• Exercise prompt: Pull out every one of these rows and reproduce each line word for word, with nothing changed.

Records of labeled points:

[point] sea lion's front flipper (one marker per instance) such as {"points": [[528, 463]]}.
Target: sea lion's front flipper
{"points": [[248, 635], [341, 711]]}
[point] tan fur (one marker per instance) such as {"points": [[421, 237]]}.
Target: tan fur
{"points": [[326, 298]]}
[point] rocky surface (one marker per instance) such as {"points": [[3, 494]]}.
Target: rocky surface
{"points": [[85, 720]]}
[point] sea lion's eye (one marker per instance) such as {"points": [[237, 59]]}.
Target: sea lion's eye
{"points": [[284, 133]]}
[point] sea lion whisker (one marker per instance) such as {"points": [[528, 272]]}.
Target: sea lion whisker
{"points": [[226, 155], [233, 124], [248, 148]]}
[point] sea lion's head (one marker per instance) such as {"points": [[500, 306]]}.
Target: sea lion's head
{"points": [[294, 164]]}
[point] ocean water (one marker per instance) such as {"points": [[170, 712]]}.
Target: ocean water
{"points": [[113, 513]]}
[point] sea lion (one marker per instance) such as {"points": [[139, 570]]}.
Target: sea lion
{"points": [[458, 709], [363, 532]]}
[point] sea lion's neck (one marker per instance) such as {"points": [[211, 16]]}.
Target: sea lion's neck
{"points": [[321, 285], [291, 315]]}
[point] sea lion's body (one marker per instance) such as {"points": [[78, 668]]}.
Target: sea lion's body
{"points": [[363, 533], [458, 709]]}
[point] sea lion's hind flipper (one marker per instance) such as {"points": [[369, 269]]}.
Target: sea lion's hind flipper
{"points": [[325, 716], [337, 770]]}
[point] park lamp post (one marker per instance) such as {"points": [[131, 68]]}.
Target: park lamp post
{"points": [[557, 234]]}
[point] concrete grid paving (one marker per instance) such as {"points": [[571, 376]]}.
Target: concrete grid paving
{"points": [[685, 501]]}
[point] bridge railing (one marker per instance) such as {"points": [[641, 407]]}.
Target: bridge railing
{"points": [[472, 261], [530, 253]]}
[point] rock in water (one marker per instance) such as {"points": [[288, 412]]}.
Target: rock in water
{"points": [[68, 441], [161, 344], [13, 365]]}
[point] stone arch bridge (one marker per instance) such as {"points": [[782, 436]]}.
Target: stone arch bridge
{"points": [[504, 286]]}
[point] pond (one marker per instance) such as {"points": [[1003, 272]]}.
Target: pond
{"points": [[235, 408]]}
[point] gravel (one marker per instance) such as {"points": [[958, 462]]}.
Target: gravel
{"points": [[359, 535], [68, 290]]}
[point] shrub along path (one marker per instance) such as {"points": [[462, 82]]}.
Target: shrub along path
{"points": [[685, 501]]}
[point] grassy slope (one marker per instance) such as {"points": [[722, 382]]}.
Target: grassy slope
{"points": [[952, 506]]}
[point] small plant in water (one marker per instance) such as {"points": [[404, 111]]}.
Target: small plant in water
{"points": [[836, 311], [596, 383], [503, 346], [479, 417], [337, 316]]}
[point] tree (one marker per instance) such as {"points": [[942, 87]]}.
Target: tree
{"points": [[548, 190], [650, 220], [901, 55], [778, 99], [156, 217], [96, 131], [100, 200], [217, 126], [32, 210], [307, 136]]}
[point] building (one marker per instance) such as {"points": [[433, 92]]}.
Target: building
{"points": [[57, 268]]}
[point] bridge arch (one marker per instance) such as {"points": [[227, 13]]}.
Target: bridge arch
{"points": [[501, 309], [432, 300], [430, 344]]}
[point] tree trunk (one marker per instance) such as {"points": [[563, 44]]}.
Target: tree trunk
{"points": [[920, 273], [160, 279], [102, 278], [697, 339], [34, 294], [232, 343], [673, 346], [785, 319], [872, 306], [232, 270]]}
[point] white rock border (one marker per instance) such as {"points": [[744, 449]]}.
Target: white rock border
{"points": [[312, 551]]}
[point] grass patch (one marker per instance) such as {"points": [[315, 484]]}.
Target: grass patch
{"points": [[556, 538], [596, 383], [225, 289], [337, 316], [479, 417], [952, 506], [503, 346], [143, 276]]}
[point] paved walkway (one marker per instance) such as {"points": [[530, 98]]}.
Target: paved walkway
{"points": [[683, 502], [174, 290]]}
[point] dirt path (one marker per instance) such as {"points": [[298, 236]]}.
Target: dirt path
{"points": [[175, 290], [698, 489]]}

• Output for this exercise:
[point] sea lion's front flipper (one marker per instance) such as {"points": [[528, 463]]}.
Target: sea lion's front flipper
{"points": [[248, 635], [341, 711]]}
[point] tan fur (one marker per instance) such as {"points": [[421, 237]]}.
Target: tan fur
{"points": [[326, 298]]}
[point] rocky surface (one marker per instance) such as {"points": [[3, 494]]}.
Target: rocky surface
{"points": [[85, 720]]}
[point] sea lion's eye (one marker per instance) such as {"points": [[237, 59]]}.
Target: sea lion's eye
{"points": [[284, 133]]}
[point] sea lion whisker (one marker per instance) such as {"points": [[528, 272]]}.
Target: sea lion whisker
{"points": [[226, 155], [233, 124], [248, 148]]}
[point] sea lion's head (one marker per instance) such as {"points": [[500, 306]]}.
Target: sea lion's head
{"points": [[294, 164]]}
[point] ocean water (one marker per instance) such as {"points": [[170, 712]]}.
Target: ocean water
{"points": [[113, 513]]}
[point] sea lion (one marker per instance) such as {"points": [[139, 570]]}.
Target: sea lion
{"points": [[458, 709], [363, 532]]}
[point] sea lion's neck (one marker per instance) such as {"points": [[211, 16]]}.
Target: sea lion's neck
{"points": [[321, 285], [291, 315]]}
[point] sea lion's body (one marker per instance) such as {"points": [[78, 668]]}.
Target: sea lion's body
{"points": [[363, 533], [458, 709]]}
[point] sea lion's hind flipper (one marker per instance) such as {"points": [[369, 269]]}.
Target: sea lion's hind flipper
{"points": [[325, 716], [337, 770]]}
[point] park lamp post (one marker per instance) such as {"points": [[131, 68]]}.
Target: park lamp post
{"points": [[557, 234]]}
[point] concrete grid paving (one marker per instance) such as {"points": [[571, 376]]}.
Target: concrete grid paving
{"points": [[685, 501]]}
[point] bridge railing (one marker per instance) such as {"points": [[641, 407]]}.
Target: bridge railing
{"points": [[472, 261], [530, 253]]}
[point] rock in water (one marker per instance) such as {"points": [[288, 412]]}.
Target: rock in water
{"points": [[68, 441], [161, 344], [13, 365]]}
[point] stone arch bridge (one marker per instance) such as {"points": [[782, 436]]}.
Target: stone arch bridge
{"points": [[504, 286]]}
[point] pond (one marker per instance) such as {"points": [[1003, 272]]}.
Target: pond
{"points": [[235, 408]]}
[point] gravel (one marker per instance) such as {"points": [[958, 462]]}.
Target: gravel
{"points": [[359, 535], [68, 290]]}
[point] shrub along path (one marker per instance) such as {"points": [[462, 82]]}.
Target: shrub along path
{"points": [[685, 501]]}
[point] grassy slope (one marker per instance) such as {"points": [[722, 382]]}.
Target: grassy slope
{"points": [[952, 506]]}
[point] small plant in water (one marker per instance) such as {"points": [[404, 111]]}.
Target: small plant in water
{"points": [[836, 311], [596, 383], [503, 346], [479, 417], [337, 316]]}
[point] tree (one marker per instance) such as {"points": [[942, 87]]}.
Target: tree
{"points": [[548, 190], [650, 220], [901, 55], [778, 99], [156, 217], [96, 131], [100, 200], [217, 126], [32, 210], [307, 136]]}
[point] building (one marker per instance) such as {"points": [[433, 92]]}.
Target: building
{"points": [[57, 268]]}
[point] bridge arch (one marker per instance) such as {"points": [[227, 13]]}.
Target: bridge arch
{"points": [[501, 309], [432, 300], [430, 344]]}
[point] tree trunk (one marker per instance) such as {"points": [[563, 44]]}.
Target: tree trunk
{"points": [[920, 273], [160, 279], [102, 278], [697, 339], [34, 294], [232, 343], [673, 346], [785, 319], [872, 306], [232, 270]]}
[point] white rock border (one marker per instance) such as {"points": [[744, 449]]}.
Target: white rock border
{"points": [[312, 551]]}
[point] grass patch (one marker per instance) such as {"points": [[315, 484]]}.
Target: grass patch
{"points": [[556, 538], [596, 383], [225, 289], [337, 316], [479, 417], [952, 506], [503, 346], [143, 276]]}
[point] paved walkway (one marker per instance) such as {"points": [[530, 98]]}.
Target: paved walkway
{"points": [[683, 502], [174, 290]]}
[point] dirt path (one marker per instance) such as {"points": [[298, 236]]}.
Target: dirt path
{"points": [[175, 290], [698, 489]]}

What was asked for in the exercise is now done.